─── Extracted data
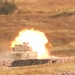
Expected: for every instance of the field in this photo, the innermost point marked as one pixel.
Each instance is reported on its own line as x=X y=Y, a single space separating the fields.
x=56 y=18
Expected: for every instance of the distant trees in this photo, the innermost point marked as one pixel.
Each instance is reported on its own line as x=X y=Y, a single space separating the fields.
x=7 y=6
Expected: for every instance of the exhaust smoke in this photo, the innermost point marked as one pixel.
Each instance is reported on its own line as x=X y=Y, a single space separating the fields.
x=35 y=39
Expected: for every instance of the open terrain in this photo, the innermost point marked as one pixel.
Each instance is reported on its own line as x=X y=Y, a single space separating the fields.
x=56 y=18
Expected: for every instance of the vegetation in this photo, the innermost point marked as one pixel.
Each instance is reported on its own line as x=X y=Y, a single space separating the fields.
x=46 y=69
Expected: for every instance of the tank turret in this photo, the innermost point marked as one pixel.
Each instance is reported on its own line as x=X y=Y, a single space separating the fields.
x=23 y=51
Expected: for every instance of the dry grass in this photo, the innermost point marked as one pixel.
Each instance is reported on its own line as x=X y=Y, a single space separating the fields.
x=45 y=69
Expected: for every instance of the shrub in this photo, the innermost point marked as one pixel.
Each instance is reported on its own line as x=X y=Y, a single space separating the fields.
x=7 y=8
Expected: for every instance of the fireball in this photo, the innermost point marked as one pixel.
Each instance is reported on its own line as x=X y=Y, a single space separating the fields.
x=36 y=39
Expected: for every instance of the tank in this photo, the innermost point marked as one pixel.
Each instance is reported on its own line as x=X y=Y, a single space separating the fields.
x=23 y=52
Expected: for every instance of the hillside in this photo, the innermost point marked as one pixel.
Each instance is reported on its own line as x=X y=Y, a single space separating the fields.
x=56 y=18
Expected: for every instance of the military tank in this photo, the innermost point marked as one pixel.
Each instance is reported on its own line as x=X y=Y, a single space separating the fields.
x=23 y=52
x=23 y=55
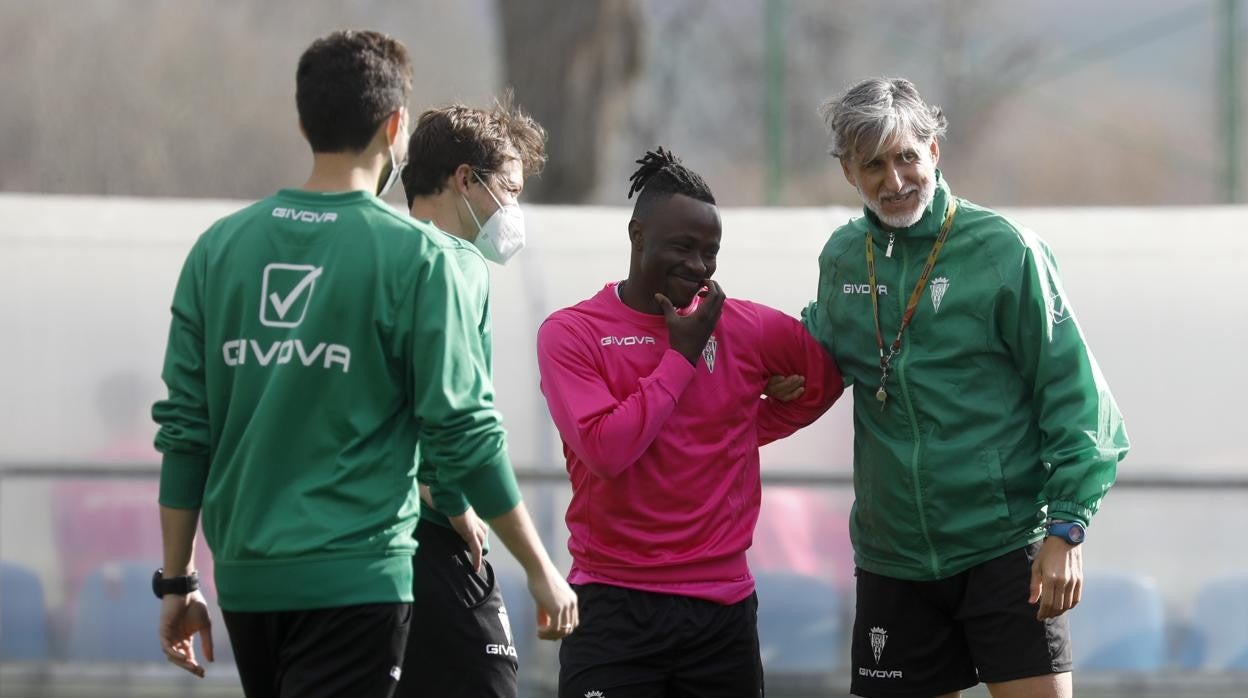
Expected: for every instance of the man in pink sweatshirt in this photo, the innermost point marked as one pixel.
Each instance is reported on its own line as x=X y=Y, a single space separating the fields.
x=654 y=385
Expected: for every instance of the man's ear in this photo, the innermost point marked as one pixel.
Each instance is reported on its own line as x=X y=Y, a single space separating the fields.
x=845 y=170
x=635 y=235
x=393 y=126
x=462 y=179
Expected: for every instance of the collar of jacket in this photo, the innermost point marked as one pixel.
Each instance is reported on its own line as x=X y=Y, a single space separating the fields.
x=927 y=226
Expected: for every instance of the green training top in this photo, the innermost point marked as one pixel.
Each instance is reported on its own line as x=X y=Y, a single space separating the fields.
x=316 y=339
x=997 y=416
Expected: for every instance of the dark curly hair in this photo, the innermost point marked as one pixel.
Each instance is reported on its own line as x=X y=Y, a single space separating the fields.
x=453 y=135
x=346 y=85
x=662 y=175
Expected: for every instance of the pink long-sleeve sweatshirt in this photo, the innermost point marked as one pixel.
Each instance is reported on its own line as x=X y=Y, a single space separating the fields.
x=664 y=455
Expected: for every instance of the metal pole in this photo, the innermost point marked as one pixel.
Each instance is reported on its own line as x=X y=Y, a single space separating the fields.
x=775 y=101
x=1232 y=98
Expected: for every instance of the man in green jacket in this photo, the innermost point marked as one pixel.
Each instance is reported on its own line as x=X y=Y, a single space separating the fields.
x=466 y=169
x=985 y=433
x=317 y=337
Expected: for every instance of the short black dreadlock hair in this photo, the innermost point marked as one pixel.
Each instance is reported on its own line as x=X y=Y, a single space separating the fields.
x=660 y=174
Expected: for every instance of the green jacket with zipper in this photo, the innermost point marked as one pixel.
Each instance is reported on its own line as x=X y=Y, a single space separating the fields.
x=997 y=413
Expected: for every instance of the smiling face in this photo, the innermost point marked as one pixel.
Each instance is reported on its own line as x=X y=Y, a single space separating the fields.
x=674 y=247
x=899 y=182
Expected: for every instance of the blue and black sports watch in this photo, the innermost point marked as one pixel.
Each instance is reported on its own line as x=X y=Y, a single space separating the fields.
x=1068 y=531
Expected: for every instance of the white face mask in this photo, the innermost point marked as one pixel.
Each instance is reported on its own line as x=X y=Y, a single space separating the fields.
x=502 y=236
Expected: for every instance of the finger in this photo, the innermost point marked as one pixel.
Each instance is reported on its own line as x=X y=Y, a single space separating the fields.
x=181 y=656
x=477 y=553
x=1033 y=592
x=1067 y=597
x=669 y=311
x=715 y=289
x=1051 y=597
x=546 y=624
x=206 y=641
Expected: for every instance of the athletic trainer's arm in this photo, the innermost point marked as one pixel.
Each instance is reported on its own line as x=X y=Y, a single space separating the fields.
x=557 y=602
x=789 y=350
x=452 y=392
x=1082 y=433
x=184 y=441
x=608 y=435
x=182 y=416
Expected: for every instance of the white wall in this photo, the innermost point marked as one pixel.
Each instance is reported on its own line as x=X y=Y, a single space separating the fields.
x=85 y=285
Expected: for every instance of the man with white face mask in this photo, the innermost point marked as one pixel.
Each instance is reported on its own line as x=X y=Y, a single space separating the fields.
x=466 y=170
x=985 y=435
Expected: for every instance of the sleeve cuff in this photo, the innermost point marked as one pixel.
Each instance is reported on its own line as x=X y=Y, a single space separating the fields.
x=1070 y=511
x=182 y=477
x=448 y=502
x=492 y=490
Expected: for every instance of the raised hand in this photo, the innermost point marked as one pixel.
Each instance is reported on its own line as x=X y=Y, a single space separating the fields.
x=688 y=334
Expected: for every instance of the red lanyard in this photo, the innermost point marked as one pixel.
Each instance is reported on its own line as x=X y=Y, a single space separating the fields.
x=886 y=358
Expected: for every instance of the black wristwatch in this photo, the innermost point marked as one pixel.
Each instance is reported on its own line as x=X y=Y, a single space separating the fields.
x=180 y=586
x=1068 y=531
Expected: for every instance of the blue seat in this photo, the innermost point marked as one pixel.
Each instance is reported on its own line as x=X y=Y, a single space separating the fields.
x=801 y=623
x=115 y=616
x=1120 y=624
x=1218 y=634
x=23 y=614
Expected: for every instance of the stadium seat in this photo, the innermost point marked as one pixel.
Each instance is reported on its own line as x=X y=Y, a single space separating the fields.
x=24 y=632
x=115 y=614
x=1218 y=633
x=801 y=623
x=1120 y=624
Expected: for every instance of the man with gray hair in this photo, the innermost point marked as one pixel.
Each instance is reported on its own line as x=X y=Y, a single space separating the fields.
x=985 y=433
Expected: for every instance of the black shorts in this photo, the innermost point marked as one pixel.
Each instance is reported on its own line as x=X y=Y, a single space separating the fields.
x=461 y=642
x=343 y=651
x=927 y=638
x=643 y=644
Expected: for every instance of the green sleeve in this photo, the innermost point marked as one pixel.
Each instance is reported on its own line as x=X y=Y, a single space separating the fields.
x=1082 y=432
x=184 y=435
x=462 y=436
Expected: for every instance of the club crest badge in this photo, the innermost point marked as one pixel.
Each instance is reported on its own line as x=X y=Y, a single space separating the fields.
x=939 y=286
x=879 y=638
x=709 y=353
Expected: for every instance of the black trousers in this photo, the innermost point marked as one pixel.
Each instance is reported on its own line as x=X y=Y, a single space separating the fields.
x=325 y=652
x=461 y=643
x=643 y=644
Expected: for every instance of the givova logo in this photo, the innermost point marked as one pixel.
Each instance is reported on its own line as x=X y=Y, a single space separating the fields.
x=285 y=296
x=283 y=287
x=305 y=216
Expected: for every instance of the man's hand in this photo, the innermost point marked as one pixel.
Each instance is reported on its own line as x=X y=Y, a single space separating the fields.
x=473 y=531
x=688 y=334
x=1056 y=577
x=558 y=614
x=785 y=388
x=180 y=618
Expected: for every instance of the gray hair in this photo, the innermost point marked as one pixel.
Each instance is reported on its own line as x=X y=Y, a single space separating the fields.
x=876 y=110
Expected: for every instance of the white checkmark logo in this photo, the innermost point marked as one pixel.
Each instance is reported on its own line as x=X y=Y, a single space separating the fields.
x=281 y=306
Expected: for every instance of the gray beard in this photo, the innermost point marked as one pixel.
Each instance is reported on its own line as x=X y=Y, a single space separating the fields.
x=906 y=220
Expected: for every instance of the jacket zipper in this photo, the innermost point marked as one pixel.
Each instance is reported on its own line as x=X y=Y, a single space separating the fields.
x=914 y=428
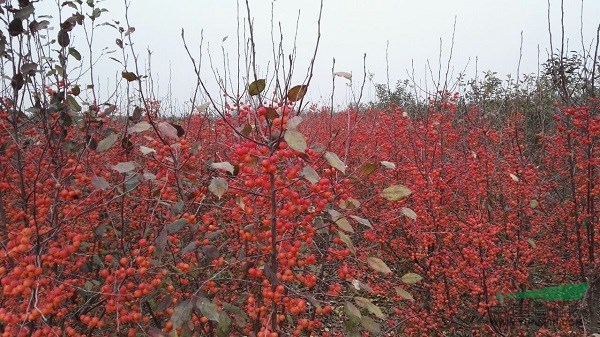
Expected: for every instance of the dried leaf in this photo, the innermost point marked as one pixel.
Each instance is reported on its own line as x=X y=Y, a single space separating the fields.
x=226 y=166
x=362 y=221
x=344 y=74
x=256 y=87
x=167 y=130
x=352 y=311
x=63 y=38
x=367 y=304
x=346 y=239
x=295 y=140
x=129 y=76
x=388 y=165
x=534 y=204
x=310 y=174
x=218 y=186
x=411 y=278
x=107 y=142
x=182 y=314
x=145 y=150
x=100 y=183
x=404 y=294
x=296 y=93
x=409 y=213
x=294 y=122
x=139 y=127
x=396 y=193
x=368 y=168
x=378 y=265
x=124 y=167
x=335 y=162
x=343 y=224
x=202 y=107
x=370 y=325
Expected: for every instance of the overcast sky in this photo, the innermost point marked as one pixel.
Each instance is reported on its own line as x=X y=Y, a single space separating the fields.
x=489 y=30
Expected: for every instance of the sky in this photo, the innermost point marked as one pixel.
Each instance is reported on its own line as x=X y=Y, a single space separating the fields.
x=396 y=35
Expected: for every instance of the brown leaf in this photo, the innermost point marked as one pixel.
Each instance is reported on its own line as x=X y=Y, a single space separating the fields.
x=297 y=93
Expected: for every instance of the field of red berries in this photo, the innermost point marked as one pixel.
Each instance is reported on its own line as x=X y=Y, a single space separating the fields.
x=270 y=222
x=262 y=217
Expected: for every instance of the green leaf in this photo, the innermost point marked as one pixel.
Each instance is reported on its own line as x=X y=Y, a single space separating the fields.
x=396 y=193
x=129 y=76
x=256 y=87
x=295 y=140
x=411 y=278
x=378 y=265
x=296 y=93
x=107 y=142
x=335 y=162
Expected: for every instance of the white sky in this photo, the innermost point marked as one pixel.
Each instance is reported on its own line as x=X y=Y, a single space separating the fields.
x=487 y=29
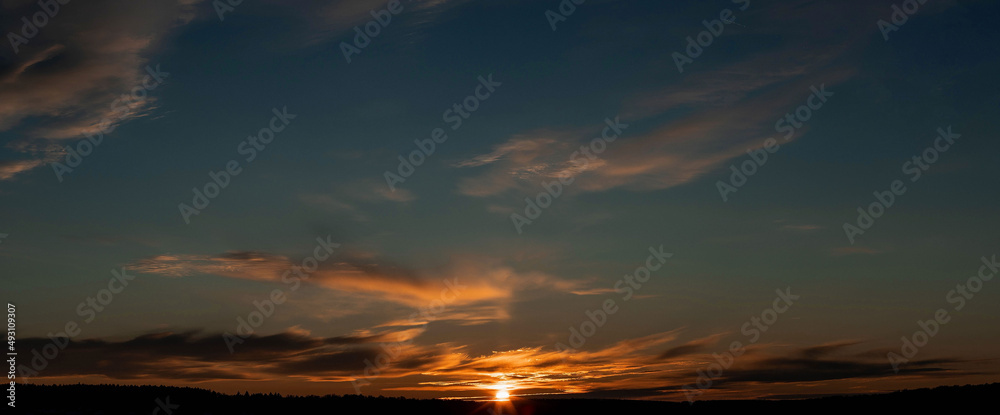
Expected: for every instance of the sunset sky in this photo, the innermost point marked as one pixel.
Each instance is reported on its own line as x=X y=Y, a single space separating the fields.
x=264 y=89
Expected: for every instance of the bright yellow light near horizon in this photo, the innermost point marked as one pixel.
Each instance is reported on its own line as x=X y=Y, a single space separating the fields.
x=503 y=394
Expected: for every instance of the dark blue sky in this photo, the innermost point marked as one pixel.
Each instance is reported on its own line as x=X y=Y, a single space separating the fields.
x=657 y=184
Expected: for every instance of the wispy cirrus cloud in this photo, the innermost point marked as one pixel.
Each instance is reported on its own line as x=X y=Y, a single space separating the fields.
x=481 y=288
x=62 y=83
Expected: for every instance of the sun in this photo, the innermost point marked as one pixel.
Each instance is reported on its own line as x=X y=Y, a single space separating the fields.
x=503 y=395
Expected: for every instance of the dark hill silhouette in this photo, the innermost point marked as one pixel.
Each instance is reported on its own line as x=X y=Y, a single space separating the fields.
x=115 y=399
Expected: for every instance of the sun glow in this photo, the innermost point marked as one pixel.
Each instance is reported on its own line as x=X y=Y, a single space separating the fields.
x=503 y=394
──────
Rewrite the lines between the one holding "Expected: for every instance of the man in pink" and the one holding "x=654 y=385", inclusive, replacing "sweatshirt" with "hoodie" and changing nothing else.

Expected: for every instance of the man in pink hoodie in this photo, the innermost point marked as one pixel.
Each instance is reported on its own line as x=X y=Y, a single space separating the fields.
x=654 y=385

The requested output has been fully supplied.